____ Working data

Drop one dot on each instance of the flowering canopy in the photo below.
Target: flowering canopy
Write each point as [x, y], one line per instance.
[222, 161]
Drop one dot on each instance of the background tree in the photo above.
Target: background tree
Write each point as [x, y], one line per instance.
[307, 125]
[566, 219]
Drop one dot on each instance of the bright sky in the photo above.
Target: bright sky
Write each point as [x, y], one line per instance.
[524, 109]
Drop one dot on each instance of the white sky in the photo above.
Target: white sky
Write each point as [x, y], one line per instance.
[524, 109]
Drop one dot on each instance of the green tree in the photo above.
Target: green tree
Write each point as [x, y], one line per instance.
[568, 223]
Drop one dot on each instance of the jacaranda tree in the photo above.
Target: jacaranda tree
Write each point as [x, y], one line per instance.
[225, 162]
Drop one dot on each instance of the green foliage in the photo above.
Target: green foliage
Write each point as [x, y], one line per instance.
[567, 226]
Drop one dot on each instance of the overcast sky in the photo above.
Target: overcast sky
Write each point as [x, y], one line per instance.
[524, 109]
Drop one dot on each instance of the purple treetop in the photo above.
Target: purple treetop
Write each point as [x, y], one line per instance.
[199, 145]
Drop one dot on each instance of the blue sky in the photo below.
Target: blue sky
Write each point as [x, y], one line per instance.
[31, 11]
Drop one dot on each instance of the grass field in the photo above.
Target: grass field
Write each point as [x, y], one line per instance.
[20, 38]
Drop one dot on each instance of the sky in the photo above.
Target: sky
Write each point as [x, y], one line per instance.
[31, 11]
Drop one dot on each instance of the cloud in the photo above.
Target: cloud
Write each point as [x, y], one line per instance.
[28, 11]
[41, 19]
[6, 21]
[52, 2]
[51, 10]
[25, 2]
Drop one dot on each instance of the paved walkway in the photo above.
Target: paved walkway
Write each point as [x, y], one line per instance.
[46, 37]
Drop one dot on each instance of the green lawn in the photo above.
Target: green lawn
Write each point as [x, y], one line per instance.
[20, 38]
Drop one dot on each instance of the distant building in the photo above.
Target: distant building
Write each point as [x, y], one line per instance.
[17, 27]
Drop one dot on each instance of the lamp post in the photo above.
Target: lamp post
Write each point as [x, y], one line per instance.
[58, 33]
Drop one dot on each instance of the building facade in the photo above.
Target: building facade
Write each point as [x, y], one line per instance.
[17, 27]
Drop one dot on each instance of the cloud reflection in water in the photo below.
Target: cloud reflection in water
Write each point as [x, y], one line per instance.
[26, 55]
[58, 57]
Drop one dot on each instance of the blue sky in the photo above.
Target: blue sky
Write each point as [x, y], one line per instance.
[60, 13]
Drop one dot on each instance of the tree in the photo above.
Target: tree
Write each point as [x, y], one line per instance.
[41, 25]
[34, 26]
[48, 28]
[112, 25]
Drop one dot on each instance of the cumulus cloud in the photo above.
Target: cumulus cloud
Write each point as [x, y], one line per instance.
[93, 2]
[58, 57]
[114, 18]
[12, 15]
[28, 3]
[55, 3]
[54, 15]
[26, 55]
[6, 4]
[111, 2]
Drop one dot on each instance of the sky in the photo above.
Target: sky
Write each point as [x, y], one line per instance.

________

Word for word, give the records again.

§ Response to this exercise:
Drop one dot on each instance of the flowering canopy in the photo below.
Target: flowering canopy
Write each point as [x, y], one line per instance.
[222, 161]
Drop one dot on each instance of the background tree in the photo above.
Target: background tree
Write each point as [x, y], one line per instance.
[307, 125]
[566, 219]
Drop one dot on each instance of the bright sky in the photo above.
Target: bright sky
Write each point as [x, y], one line per instance.
[524, 109]
Drop one dot on each instance of the white sky in the photo above.
Target: white sky
Write each point as [x, y], one line per instance.
[524, 109]
Drop one dot on each instance of the green tree in the photo above.
Target: green tree
Write each point as [x, y], one line per instance.
[568, 223]
Drop one dot on each instance of the jacaranda tree in the photo above.
Target: jacaranda tree
Write each point as [x, y], one line per instance.
[225, 162]
Drop one dot on each instance of the green foliage in the photo above.
Target: green foliage
Write each point as [x, y], one line per instance.
[567, 226]
Drop one dot on each instance of the overcast sky in the photo above.
Target: overcast sky
Write each point as [x, y], one line per instance.
[524, 109]
Drop one dot on each instance of the purple treetop in the photo above.
Target: purple treetop
Write each point as [x, y], one line per instance.
[199, 145]
Drop one dot on each instance of the blue sky in the photo below.
Target: blue sky
Write each point as [x, y], one line per instance.
[31, 11]
Drop one dot on each instance of the grass field in the photo above.
Target: grass field
Write each point as [x, y], one line per instance.
[20, 38]
Drop one dot on each instance of the sky in the photo above.
Target: sky
Write each point as [x, y], one line per instance.
[31, 11]
Drop one dot on each instance of the cloud in the photo above.
Target: cloud
Write each point as [x, y], one line per instance.
[28, 11]
[41, 19]
[6, 21]
[52, 2]
[51, 10]
[25, 2]
Drop one dot on each instance of the paved walkway in the photo above.
Target: paved walkway
Write each point as [x, y], one line per instance.
[46, 37]
Drop one dot on each instance of the green lawn in the photo above.
Target: green lawn
Write each point as [x, y], one line per instance.
[20, 38]
Drop one dot on each instance of the distant building in the photo above.
Target: distant building
Write each point as [x, y], one line per instance.
[17, 27]
Drop one dot on each instance of the lamp post in the photo above.
Target: lamp post
Write each point as [x, y], one line per instance.
[58, 33]
Drop one dot on each instance of the building facade in the photo above.
Target: building facade
Write each point as [x, y], one line per instance.
[17, 27]
Drop one dot on each instance of the cloud reflection in water in the photo below.
Target: cloud reflection in water
Write each point as [x, y], one line per instance.
[26, 55]
[58, 57]
Drop one dot on each instance of the blue sky in the photo above.
Target: blue sky
Write each point as [x, y], one line per instance.
[60, 13]
Drop one dot on each instance of the tree in the photo above.
Target: tree
Write each point as [x, y], one line per instance.
[41, 25]
[34, 26]
[48, 28]
[112, 25]
Drop one dot on each instance of the cumulus cloud in the photo above.
Target: cumulus cloud
Write each point as [x, y], one line per instance.
[93, 2]
[58, 57]
[114, 18]
[12, 15]
[28, 3]
[55, 3]
[54, 15]
[26, 55]
[6, 4]
[111, 2]
Drop one dot on each instance of the sky in the photo above.
Target: sky
Write each point as [x, y], one line per instance.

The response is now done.